Es ging um einen ethnisch russischen Staat. Er sprach von Russen als den
zahlreichsten Opfern des Sowjetregimes und dass die Ukraine von Lenin
besetzt wurde. Hier geht es nicht um die Restauration eines Imperiums,
sondern um die Umwandlung der Russischen Föderation in einen klassischen
Nationalstaat.
Was bedeutet das für die asiatischen Völker?
Die Ironie dabei ist, dass diese Völker, Tschetschenen und andere, in
Donezk und Luhansk für Russland gegen die Ukrainer kämpfen, die sich laut
Putin als Russen bekennen sollten. Das ist kein sowjetischer Diskurs. Wenn
Putin über die russische Welt spricht, dann meint er auch Russischsprachige
außerhalb der Föderation.
Dieses Denken wird sich auf den [1][Stellenwert der russischen Sprache] in
der Zukunft auswirken. In der Ukraine gab es viele Menschen, die Russisch
sprechen. Vor ein paar Jahren habe ich in Buchgeschäften in Kiew mehr
russische als ukrainische Literatur gefunden. Das wird sich dramatisch
ändern, denn der Gebrauch der russischen Sprache ist heute ein politisches
Statement.
Die Auswirkungen werden aber weit größer sein. Nach der bolschewistischen
Revolution hat die Linke in aller Welt Russisch als die Sprache der
Revolution gesehen. Das war ein Motiv für viele, Russisch zu lernen. Wer
jetzt sieht, was Putin der Ukraine antut, wird diese Motivation nicht
haben.

• [Aufgabe 1]
Schreib den Textausschnitt über Putin und die russische Sprache noch einmal ab, beginnend mit „Die Ironie dabei“ und weiter bis „außerhalb der Föderation.“. Ersetze dabei „Tschetschenen“ durch „Tataren“.
• [Aufgabe 2]
Welche Literatur fand sich laut dem Textausschnitt über Putin und die russische Sprache vor ein paar Jahren in Kiewer Buchgeschäften häufiger als ukrainische?
• [Aufgabe 3]
Führe den Textausschnitt über Putin und die russische Sprache nach seinem letzten Satz weiter.

• [Bereitgestellte Zeilen]
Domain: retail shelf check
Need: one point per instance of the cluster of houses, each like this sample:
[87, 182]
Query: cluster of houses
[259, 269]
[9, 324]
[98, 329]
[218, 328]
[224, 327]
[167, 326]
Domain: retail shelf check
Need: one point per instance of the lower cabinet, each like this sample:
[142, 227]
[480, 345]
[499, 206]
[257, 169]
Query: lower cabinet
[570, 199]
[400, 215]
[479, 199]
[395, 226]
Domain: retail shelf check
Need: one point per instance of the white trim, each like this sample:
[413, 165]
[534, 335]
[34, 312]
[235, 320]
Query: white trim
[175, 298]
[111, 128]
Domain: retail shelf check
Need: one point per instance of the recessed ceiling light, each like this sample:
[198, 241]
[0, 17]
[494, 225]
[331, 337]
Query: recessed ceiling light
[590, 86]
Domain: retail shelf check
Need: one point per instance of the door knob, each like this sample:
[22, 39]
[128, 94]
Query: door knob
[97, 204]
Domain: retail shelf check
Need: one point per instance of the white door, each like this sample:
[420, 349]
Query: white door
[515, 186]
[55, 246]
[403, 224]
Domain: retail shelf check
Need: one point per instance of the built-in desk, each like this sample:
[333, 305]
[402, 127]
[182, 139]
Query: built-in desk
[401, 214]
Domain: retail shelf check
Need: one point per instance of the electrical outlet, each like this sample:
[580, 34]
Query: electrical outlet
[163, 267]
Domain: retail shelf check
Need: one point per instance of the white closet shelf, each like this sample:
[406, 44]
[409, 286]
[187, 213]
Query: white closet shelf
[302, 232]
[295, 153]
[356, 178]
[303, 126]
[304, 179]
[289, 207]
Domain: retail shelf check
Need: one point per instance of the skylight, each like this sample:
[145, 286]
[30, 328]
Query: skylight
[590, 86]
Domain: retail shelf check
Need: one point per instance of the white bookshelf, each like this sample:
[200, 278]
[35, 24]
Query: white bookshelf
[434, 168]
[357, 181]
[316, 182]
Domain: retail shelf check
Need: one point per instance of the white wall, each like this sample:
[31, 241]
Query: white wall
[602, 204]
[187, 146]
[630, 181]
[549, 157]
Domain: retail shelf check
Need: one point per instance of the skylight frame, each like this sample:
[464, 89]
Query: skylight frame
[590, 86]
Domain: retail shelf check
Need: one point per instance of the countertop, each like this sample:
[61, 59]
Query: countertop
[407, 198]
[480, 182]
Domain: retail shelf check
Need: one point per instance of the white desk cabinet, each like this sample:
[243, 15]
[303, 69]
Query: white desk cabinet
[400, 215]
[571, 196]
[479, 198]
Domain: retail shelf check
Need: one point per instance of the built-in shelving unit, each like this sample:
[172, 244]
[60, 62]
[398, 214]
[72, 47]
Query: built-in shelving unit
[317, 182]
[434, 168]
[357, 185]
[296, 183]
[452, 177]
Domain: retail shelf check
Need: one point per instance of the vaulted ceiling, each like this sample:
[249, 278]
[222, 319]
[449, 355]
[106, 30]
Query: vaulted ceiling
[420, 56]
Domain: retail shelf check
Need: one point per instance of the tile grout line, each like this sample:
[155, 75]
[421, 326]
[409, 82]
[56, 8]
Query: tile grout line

• [Ergebnis 1]
Die Ironie dabei ist, dass diese Völker, Tataren und andere, in
Donezk und Luhansk für Russland gegen die Ukrainer kämpfen, die sich laut
Putin als Russen bekennen sollten. Das ist kein sowjetischer Diskurs. Wenn
Putin über die russische Welt spricht, dann meint er auch Russischsprachige
außerhalb der Föderation.

• [Ergebnis 2]
Russische Literatur.

• [Ergebnis 3]
Was wird sich noch ändern?
Die sowjetische Identität basierte nicht auf der kommunistischen Ideologie,
sondern auf der gemeinsamen Erfahrung des Zweiten Weltkriegs. Deswegen hat
Putin [2][als Kriegsgrund die Entnazifizierung bemüht.] Wenn er aber
gleichzeitig ukrainische Städte zerstört, wie sie im Zweiten Weltkrieg
zerstört wurden, wird kein russischer Anführer mehr so wie bisher den
sowjetischen Sieg über Nazideutschland in Erinnerung rufen können.
Kann die Russifizierung der eroberten Gebiete dann überhaupt erfolgreich
sein?
Im letzten Monat haben wir in den besetzten Gebieten einen beginnenden
Guerillakrieg gesehen. Am 13. Juni berichteten russische Medien über einen
Bombenanschlag im russisch kontrollierten Melitopol. Noch interessanter ist
aber, dass große Teile der russischsprachigen Bevölkerung aus der Ukraine
ins Innere Russlands verschleppt werden. Es gibt Berichte über Transporte
von 150.000 Kindern, mehrheitlich Waisen. Die russische Regierung hat es
für russische Paare einfacher gemacht, Kinder aus der Ukraine zu
adoptieren.
Was ist die Strategie dahinter?
Putin war immer empfindlich, was demografische Entwicklungen betrifft.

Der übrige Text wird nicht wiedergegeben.